| Written request |
Rewrite the data below as a numbered list, from its first line through the line containing "[(122, 179)]", leaving out any blank lines.
===== Extracted records =====
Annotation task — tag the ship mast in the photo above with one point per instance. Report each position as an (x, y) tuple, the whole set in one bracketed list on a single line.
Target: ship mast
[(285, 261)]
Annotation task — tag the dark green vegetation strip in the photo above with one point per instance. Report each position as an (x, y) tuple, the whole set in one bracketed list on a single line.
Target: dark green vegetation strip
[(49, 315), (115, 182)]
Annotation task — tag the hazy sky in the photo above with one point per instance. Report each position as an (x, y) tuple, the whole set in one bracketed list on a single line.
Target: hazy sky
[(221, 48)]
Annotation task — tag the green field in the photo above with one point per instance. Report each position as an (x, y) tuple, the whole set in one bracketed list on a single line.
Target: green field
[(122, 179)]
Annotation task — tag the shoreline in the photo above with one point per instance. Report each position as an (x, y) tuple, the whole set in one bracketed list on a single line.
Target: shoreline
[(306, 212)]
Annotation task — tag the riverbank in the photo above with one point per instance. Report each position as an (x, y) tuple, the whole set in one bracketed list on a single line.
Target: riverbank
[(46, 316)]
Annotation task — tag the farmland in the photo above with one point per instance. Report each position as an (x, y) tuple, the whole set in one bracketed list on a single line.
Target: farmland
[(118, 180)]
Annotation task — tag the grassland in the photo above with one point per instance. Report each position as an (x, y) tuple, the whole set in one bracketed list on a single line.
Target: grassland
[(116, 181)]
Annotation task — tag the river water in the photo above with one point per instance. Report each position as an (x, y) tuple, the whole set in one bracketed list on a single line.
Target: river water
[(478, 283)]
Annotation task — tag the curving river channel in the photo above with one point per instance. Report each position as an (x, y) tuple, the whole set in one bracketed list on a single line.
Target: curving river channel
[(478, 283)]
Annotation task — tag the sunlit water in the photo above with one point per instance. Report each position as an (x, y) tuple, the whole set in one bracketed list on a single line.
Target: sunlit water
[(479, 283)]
=====
| Answer to this task |
1. Annotation task — tag the ship mast in the photo above with one point per instance. Report each position as an (x, y) tuple, the whole set in one bracketed list on a single line.
2. Target: ship mast
3. [(285, 261)]
4. Annotation task — tag the dark green vegetation strip in the photo above with one point per instance. Report each position as an (x, y) tuple, the whole set in one bracketed list on a single line.
5. Target: dark green vegetation strip
6. [(49, 315), (115, 182)]
7. Annotation task — tag the hazy sky in the photo above with one point per instance. Report each position as an (x, y) tuple, the whole set in one bracketed list on a single line.
8. Target: hazy sky
9. [(221, 48)]
10. Annotation task — tag the green field in the photo above with one point per instance. Report each position as an (x, y) tuple, the whole set in one bracketed list on a single line.
11. Target: green field
12. [(122, 179)]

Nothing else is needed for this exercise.